• **Your goal**: Starting with the line that contains "Where can the dark" and going on through the last line of the data below, write out every one of those lines again, adding -80 to each coordinate in the answers and leaving everything else unchanged.

%%

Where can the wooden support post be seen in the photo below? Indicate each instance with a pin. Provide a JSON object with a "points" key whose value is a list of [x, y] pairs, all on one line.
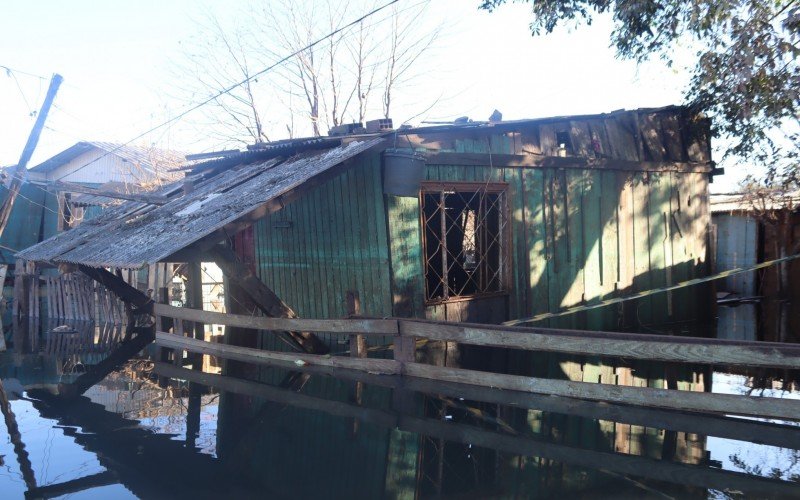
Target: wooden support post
{"points": [[130, 346], [98, 372], [194, 292], [193, 411], [263, 297], [404, 352], [358, 349]]}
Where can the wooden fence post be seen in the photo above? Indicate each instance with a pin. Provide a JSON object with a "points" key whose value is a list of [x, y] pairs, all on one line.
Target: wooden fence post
{"points": [[404, 352]]}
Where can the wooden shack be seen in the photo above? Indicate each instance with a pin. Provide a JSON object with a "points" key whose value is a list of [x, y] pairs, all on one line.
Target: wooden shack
{"points": [[503, 220], [516, 218]]}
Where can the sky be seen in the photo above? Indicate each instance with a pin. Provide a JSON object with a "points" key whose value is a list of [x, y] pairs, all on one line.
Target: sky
{"points": [[121, 63]]}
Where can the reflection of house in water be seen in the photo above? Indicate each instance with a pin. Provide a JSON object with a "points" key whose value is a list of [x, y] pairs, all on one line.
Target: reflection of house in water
{"points": [[421, 458], [487, 222]]}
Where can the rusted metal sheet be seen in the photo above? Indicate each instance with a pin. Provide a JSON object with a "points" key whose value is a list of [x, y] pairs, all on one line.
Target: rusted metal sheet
{"points": [[137, 234]]}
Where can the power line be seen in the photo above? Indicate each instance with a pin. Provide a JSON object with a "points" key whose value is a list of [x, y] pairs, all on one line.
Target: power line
{"points": [[12, 70], [236, 85]]}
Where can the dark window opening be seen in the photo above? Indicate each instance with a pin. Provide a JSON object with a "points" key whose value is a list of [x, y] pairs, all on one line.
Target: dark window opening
{"points": [[464, 244]]}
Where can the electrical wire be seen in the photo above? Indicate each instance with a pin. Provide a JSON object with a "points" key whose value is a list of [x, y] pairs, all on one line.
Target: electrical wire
{"points": [[229, 89]]}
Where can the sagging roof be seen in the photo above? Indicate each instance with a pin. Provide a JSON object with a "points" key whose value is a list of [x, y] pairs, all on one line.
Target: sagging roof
{"points": [[135, 234], [154, 159]]}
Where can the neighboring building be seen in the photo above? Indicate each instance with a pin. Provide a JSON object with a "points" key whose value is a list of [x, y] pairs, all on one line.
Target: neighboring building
{"points": [[41, 211], [747, 230], [96, 163], [474, 222]]}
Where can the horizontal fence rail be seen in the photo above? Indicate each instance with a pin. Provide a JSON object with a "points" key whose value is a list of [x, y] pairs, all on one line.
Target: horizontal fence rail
{"points": [[405, 333], [675, 472], [646, 347]]}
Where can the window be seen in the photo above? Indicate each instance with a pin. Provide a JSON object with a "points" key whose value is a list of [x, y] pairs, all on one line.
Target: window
{"points": [[464, 239]]}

%%

• **Task response**:
Where can the dark window opening be seen in the photo above? Indicate each instance with a pin. Provide a JSON object with a "points" key whose value is a list of [x, y] pairs, all on one line.
Target: dark window opening
{"points": [[384, 164]]}
Where can the electrical wire be seen in the photo above? Indicate each instance with a pin. Provide a JSON object with a "points" key whose value is a list of [x, y] pairs, all on one line.
Target: electrical wire
{"points": [[149, 9]]}
Where can the sagging roof be seen in the photo above? Indicate each instance with a pin. Provide a JSON object with a "points" key whose value is a list of [x, y] pairs, all on one line.
Target: sagging roof
{"points": [[55, 154], [74, 79]]}
Where can the neighboring building be seen in the photo above? Indicate each instance with a pin. Provide a JSON object with a "points" key whose value is a list of [x, y] pairs, all on one line.
Target: neighboring building
{"points": [[-39, 131], [667, 150], [16, 83], [394, 142]]}
Where can the horizontal fence rail be seen in the photo above? Indicate each instance with a pin. Provide a JSON object with a "points" key whose value is a list of [x, y] pairs, all on one line.
Target: horizontal fence rail
{"points": [[325, 253], [595, 392], [566, 267]]}
Where can the window be seen in the photo above? Indicate each instance with a pin. Provide a JSON object with a "points" key whose value is a list of [x, y] pairs, all on one line.
Target: window
{"points": [[384, 159]]}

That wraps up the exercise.